● **USING THE INFORMATION**
**a.** Copy from the concert review everything from "This article was" down to "Songs in 1993.".
**b.** According to the concert review, which recording rocketed Dawn Upshaw to international fame?
**c.** Write what comes next in the review of Dawn Upshaw's Winnipeg Symphony Orchestra concert, starting after its final sentence.

● **PASSAGE TO READ**
____________

Hey there, time traveller!
This article was published 24/3/2012 (1977 days ago), so information in it may no longer be current.
THE Winnipeg Symphony Orchestra welcomed an angel to its stage Friday night as its latest Masterworks concert featured American soprano Dawn Upshaw making her local debut.
The four-time Grammy winner is equally renowned for her operatic repertoire as well as contemporary art song. The 51-year old singer has served as muse for such leading composers as Kaija Saariaho, John Adams and Osvaldo Golijov, among others, rocketing to international fame after recording Henryk Górecki’s Symphony of Sorrowful Songs in 1993.
The concert, led by maestro Alexander Mickelthwate, included the WSO première of Joseph Canteloube’s Chants d’Auvergne composed between 1923-1955. The sets of folk songs based on Canteloube’s travels through France are charming slices of life inspired by shepherds and spinners, lullabies and cuckoo birds.
Upshaw immediately inhabited each song as a natural ranconteuse, clearly differentiating one from the other as she brought the seven short pieces to life. The Spinner showcased her effortless phrasing that included its gaily sung refrain Ti lirou lirou. She seamlessly interwove her voice among principal oboist Bede Hanley’s sinuous countermelody during Baïlèro. The shortest piece Tè, l’co, tè! (Run, dog, run!), and Lou coucut (The Cuckoo) displayed Upshaw’s ability to draw on a wide palette of sound to create many different sonic pictures.
The program also included Argentine composer Osvaldo Golijov’s highly evocative Three Songs for Soprano and Orchestra that has become a signature work for the soloist. Its first song of three, Night of the Flying Horses begins as a soulful Yiddish lullaby that steadily grows with intensity. Upshaw’s heartfelt a cappella opening established its pensive mood before the orchestra blossomed into a darkly flavoured gypsy doina.

____________

● **SOURCE INFORMATION**
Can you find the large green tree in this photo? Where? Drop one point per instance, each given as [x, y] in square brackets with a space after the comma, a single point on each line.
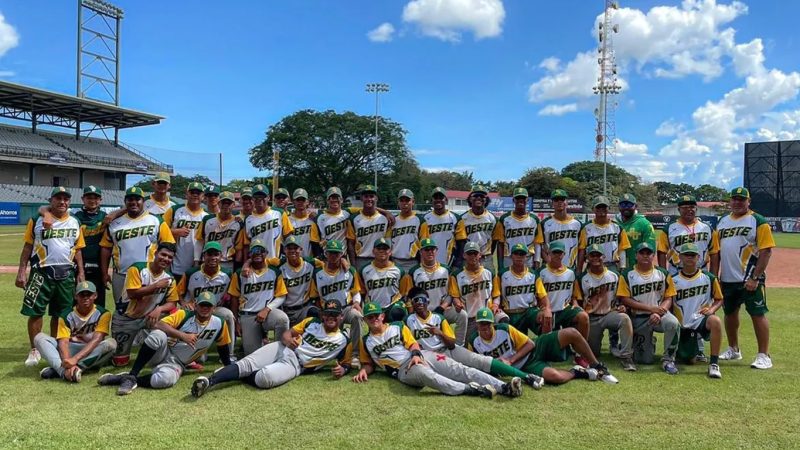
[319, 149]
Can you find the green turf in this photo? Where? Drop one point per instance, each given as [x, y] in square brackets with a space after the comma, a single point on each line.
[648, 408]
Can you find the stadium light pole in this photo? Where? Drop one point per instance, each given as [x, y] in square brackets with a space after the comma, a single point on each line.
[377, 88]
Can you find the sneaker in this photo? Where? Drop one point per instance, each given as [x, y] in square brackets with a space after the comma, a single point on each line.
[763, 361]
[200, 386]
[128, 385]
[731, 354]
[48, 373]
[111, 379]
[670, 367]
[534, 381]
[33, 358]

____________

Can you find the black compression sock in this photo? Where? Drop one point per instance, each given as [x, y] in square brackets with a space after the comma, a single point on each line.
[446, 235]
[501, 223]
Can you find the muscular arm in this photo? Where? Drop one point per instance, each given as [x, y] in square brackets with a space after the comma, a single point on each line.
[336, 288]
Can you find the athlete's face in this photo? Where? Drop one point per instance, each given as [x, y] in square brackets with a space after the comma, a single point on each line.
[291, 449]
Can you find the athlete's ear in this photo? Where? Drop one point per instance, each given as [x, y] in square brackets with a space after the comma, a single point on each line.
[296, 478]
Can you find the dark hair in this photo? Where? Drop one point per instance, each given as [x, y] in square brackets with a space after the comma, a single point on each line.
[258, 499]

____________

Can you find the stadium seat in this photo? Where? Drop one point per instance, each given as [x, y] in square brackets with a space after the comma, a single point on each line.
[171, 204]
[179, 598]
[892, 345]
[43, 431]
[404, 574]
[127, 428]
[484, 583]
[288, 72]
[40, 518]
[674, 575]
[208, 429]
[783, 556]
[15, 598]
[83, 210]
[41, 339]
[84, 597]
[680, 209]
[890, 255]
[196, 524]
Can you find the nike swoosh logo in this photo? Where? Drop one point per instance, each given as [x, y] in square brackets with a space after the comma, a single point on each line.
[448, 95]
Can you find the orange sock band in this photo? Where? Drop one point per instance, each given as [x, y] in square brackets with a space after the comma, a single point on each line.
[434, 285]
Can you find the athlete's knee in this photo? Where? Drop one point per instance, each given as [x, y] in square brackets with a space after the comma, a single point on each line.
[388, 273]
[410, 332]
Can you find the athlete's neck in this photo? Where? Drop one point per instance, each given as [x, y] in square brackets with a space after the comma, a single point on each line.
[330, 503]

____________

● **RESPONSES BY ITEM NUMBER**
**a.**
This article was published 24/3/2012 (1977 days ago), so information in it may no longer be current.
THE Winnipeg Symphony Orchestra welcomed an angel to its stage Friday night as its latest Masterworks concert featured American soprano Dawn Upshaw making her local debut.
The four-time Grammy winner is equally renowned for her operatic repertoire as well as contemporary art song. The 51-year old singer has served as muse for such leading composers as Kaija Saariaho, John Adams and Osvaldo Golijov, among others, rocketing to international fame after recording Henryk Górecki’s Symphony of Sorrowful Songs in 1993.

**b.** Her 1993 recording of Henryk Górecki's Symphony of Sorrowful Songs.

**c.**
The second song Lúa descolorida sung in Galician showcased the singer’s soaring upper range and lyrical phrasing as she sang its lament for the "colourless moon" from the composer’s La Pasión Según San Marcos. How Slow the Wind is a setting of two short Emily Dickinson poems, written in response to the death of the composer’s friend, sung with complete conviction.
The audience of 808 leapt to their feet after both pieces with cheers of bravo, demanding several curtain calls from a wonderfully gifted artist whom it is hoped will grace this stage again.
How fitting to feature Claude Debussy’s Printemps (Spring) as the orchestra’s first official concert of the new season. How intriguing, as well, to realize that it’s taken 41 years to hear this lushly romantic work since last performed in 1971. Mickelthwate guided the players through its two impressionistic movements that teem with the first blush of spring, ending with its exuberant welcoming of new life.
The concert also included Igor Stravinsky’s The Firebird Suite (1919) with its five movements creating a fiery end to the program.
The concert repeats tonight, 8 p.m. at the Centennial Concert Hall.